• Required action
Using the line that contains "of the group" as the first line and the last line of the data as the final one, give every line in that range again exactly.

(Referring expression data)
----------
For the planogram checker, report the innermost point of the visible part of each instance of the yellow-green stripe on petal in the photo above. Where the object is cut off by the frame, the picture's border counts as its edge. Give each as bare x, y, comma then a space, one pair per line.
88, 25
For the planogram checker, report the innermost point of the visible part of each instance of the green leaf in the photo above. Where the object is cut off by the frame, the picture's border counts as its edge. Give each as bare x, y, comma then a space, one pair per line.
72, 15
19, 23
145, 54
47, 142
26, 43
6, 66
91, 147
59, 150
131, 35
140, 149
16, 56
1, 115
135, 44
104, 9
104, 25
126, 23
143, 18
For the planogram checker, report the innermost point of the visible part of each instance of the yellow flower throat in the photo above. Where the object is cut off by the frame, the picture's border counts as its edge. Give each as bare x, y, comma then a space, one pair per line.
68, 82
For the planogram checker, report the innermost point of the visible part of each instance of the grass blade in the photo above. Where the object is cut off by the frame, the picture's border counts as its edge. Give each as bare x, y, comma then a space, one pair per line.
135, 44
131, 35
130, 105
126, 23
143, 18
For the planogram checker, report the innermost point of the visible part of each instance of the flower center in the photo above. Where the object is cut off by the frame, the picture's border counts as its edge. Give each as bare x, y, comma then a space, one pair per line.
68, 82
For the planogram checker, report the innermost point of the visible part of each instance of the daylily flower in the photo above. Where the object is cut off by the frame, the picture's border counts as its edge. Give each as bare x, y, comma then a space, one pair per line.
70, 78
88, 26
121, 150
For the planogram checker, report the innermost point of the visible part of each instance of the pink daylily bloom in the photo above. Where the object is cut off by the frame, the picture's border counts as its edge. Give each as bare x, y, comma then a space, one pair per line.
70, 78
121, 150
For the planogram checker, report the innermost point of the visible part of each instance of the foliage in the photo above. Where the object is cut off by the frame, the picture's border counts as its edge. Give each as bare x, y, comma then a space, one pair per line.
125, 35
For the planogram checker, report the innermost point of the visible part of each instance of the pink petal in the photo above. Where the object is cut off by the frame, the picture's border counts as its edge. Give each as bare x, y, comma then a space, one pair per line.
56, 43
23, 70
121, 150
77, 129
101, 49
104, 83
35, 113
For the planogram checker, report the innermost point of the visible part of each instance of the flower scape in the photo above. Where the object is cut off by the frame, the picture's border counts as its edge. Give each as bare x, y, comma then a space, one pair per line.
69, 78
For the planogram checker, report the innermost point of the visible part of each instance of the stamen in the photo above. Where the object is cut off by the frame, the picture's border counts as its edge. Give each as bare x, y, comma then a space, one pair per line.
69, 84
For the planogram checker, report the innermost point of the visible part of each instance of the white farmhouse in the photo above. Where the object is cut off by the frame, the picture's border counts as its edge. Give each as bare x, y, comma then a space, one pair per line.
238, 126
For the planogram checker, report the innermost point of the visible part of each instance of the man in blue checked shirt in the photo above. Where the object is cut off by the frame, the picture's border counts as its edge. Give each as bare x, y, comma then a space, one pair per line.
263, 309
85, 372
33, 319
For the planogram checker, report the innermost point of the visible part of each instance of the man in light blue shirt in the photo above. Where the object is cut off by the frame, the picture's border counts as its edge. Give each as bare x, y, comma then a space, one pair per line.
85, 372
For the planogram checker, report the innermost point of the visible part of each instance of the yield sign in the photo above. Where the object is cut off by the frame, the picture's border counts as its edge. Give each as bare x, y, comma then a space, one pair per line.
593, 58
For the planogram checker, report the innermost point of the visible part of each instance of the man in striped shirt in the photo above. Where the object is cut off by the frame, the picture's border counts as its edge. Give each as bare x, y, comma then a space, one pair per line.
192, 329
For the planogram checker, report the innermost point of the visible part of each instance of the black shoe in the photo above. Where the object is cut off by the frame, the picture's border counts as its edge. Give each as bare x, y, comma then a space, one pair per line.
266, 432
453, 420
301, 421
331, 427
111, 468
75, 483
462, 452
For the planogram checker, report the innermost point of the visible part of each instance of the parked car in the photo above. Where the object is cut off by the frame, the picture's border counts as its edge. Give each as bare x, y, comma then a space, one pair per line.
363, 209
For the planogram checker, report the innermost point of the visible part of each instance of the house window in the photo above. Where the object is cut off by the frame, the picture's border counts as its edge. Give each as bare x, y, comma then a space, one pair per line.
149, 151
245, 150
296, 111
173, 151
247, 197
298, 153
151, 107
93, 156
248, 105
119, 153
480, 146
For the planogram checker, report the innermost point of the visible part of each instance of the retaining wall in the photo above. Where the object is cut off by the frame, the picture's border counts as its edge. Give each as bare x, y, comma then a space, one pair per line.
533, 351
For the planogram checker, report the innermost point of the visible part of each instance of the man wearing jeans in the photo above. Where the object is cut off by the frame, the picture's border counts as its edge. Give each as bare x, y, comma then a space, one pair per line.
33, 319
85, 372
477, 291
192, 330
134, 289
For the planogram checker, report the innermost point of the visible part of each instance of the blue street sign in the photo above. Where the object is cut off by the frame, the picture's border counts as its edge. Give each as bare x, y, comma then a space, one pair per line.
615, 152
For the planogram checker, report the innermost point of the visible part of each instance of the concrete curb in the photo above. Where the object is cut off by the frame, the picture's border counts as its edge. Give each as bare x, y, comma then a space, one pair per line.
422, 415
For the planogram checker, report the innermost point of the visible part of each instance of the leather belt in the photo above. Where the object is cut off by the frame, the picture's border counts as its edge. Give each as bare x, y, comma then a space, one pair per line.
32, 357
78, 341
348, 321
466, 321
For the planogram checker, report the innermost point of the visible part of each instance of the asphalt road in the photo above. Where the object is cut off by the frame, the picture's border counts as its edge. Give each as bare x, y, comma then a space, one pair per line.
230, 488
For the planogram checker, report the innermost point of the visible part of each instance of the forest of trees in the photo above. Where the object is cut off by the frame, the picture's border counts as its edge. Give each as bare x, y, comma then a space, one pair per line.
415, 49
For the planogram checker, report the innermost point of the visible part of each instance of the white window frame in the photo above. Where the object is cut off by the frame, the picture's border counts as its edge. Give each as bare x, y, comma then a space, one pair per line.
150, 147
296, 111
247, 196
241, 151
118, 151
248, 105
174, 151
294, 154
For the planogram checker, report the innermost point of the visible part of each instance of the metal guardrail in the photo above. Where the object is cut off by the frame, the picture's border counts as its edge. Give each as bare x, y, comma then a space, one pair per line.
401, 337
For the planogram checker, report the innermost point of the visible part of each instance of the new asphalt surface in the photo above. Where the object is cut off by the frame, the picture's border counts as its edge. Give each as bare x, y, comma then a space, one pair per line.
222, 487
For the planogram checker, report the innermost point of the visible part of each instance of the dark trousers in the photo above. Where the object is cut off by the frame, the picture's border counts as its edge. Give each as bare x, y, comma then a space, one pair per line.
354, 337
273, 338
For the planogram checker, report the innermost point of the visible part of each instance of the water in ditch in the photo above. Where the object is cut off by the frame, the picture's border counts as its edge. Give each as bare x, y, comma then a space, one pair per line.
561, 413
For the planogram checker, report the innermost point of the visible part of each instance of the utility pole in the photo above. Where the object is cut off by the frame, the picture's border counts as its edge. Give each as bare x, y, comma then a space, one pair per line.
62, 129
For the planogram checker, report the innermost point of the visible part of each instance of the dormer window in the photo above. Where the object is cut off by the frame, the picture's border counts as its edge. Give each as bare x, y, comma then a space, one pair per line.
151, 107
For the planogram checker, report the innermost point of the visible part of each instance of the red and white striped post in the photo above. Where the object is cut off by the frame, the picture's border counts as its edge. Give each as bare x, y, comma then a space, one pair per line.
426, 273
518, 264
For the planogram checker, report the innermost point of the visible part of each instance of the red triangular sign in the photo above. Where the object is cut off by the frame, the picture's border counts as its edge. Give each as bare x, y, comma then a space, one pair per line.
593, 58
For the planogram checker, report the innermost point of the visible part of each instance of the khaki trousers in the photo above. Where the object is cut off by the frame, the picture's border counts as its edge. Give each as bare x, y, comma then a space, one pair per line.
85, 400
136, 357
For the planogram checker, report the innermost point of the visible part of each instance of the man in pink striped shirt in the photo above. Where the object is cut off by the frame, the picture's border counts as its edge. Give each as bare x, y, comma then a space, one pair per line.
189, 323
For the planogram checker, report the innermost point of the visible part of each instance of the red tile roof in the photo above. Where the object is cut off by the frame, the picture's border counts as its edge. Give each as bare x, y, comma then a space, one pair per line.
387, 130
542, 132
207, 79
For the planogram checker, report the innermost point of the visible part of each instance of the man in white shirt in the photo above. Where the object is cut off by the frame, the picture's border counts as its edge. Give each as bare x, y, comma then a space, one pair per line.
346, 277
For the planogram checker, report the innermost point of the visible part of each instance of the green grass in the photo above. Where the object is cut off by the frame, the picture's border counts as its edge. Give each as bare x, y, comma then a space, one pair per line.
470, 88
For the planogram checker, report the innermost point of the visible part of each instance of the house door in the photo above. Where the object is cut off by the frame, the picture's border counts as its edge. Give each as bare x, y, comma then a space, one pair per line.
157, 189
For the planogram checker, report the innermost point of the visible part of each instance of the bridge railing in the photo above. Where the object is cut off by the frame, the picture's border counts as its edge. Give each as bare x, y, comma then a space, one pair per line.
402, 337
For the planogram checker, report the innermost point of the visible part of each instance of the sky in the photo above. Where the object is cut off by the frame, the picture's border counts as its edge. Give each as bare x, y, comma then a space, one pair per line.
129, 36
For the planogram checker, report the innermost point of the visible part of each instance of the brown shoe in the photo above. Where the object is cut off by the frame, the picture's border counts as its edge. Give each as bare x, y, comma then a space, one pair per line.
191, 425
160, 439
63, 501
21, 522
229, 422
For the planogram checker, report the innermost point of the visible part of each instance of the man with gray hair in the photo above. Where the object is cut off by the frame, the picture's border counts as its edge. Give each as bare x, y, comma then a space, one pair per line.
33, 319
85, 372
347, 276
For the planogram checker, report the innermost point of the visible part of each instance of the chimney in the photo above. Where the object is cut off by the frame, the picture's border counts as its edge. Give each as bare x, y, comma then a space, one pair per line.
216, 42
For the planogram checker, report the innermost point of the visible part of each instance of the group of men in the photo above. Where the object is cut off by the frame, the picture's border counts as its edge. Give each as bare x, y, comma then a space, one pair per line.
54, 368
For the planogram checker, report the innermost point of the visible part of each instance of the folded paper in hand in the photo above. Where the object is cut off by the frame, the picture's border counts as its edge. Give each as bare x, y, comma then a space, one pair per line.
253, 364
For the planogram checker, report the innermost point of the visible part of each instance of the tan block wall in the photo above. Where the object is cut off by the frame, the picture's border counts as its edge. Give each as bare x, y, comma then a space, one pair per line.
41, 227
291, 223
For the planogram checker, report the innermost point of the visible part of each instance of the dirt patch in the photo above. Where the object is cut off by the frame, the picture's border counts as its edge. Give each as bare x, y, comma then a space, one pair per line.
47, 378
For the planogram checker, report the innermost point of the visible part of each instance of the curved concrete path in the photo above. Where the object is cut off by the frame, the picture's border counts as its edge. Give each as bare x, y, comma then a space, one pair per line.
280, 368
----------
• Result
For the planogram checker, report the innermost point of the visible part of each instance of the group of men in the photo above. Where the object is cut off by the frame, the picture's border counts as its edge. Give each as bare x, y, comma then a space, one pair per line.
54, 368
For the planogram checker, report the innermost point of the visible part of each instance of the folded paper in hand in the photo above. Where the object is cut off by the frame, the picture's border counts as its edge. Give each as bare x, y, comma then a space, one pair per line.
253, 364
For the planogram checker, report the innermost point of the visible part of each instance of the tan block wall in the photo above. Where the object is cut off by the frame, the picture's border counts as its edge. Give each as bare x, y, comma then a space, one pair per line.
41, 227
291, 223
For the planogram checker, report the innermost point of the visible part of each instance of the dirt patch in the photo above. Where the object is cut off by the frame, the picture's border counts as its edge. Give each as bare x, y, comma then a space, one pair per line.
47, 378
For the planogram checker, report the innermost point of the visible part of each instance of the curved concrete path in the photo above. Where the object is cut off by the frame, the picture's border counts as its edge. Give each as bare x, y, comma then a space, one pair per line.
280, 368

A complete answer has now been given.